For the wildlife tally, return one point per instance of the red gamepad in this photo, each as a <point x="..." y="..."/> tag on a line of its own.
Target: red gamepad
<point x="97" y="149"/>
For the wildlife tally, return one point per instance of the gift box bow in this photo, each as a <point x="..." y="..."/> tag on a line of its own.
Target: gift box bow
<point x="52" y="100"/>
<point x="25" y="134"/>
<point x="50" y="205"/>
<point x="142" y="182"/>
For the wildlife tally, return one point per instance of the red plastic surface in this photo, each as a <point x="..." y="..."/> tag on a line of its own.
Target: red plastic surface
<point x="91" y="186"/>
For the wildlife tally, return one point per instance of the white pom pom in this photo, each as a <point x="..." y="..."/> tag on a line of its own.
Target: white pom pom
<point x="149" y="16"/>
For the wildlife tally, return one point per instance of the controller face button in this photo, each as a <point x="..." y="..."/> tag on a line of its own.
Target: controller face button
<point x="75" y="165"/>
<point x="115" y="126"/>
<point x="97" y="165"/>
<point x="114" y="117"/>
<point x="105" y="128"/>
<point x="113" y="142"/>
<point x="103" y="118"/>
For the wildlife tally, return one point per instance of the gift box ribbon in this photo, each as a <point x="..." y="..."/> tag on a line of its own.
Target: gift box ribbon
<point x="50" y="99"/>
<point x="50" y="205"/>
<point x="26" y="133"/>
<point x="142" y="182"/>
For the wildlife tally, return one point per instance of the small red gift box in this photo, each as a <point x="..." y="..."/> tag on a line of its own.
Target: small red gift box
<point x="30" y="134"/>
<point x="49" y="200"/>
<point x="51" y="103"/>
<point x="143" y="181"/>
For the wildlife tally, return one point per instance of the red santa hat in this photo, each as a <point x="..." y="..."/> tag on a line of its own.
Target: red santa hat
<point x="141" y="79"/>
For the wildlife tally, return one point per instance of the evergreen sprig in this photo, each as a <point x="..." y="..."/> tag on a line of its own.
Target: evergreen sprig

Problem to solve
Repeat the material word for word, leaving out no line.

Output for this task
For the wildlife tally, return one point per instance of the red gamepad in this photo, each as a <point x="..." y="..."/> tag on a line of its own.
Target: red gamepad
<point x="97" y="149"/>
For the wildlife tally, return one point per instance of the gift box bow in this photo, each as a <point x="..." y="..."/> tag on a line of its own.
Target: gift box bow
<point x="52" y="100"/>
<point x="25" y="134"/>
<point x="50" y="205"/>
<point x="142" y="182"/>
For the wildlife tally, return one point per instance of the red plastic surface in this photo, each as a <point x="..." y="..."/> tag on a line of its own.
Target: red plastic surface
<point x="91" y="186"/>
For the wildlife tally, return one point per instance of the white pom pom in this photo, each as a <point x="..." y="..."/> tag on a line of its own.
Target: white pom pom
<point x="149" y="16"/>
For the wildlife tally, return one point per instance of the controller face button in this photo, each as a <point x="..." y="..."/> tag on a line of its own.
Target: controller face button
<point x="75" y="165"/>
<point x="115" y="126"/>
<point x="97" y="165"/>
<point x="114" y="117"/>
<point x="105" y="128"/>
<point x="113" y="142"/>
<point x="103" y="118"/>
For the wildlife tally, return one point per instance of the gift box ribbon in this photo, each as a <point x="..." y="..."/> tag on a line of its own.
Target: gift box ribbon
<point x="50" y="99"/>
<point x="50" y="205"/>
<point x="26" y="133"/>
<point x="142" y="182"/>
For the wildlife tally, return one point per instance of the small red gift box in this photo, each as a <point x="..." y="..."/> tag on a line of its own.
Target: small red gift box
<point x="30" y="134"/>
<point x="49" y="200"/>
<point x="51" y="103"/>
<point x="143" y="181"/>
For the wildlife tally, return one point per instance of the red santa hat in this photo, each as a <point x="..." y="..."/> tag on a line of its own.
Target: red santa hat
<point x="141" y="79"/>
For the wildlife tally, return one point per instance of the evergreen sprig in this photo, each as a <point x="..." y="..."/> tag on a line of its own.
Target: evergreen sprig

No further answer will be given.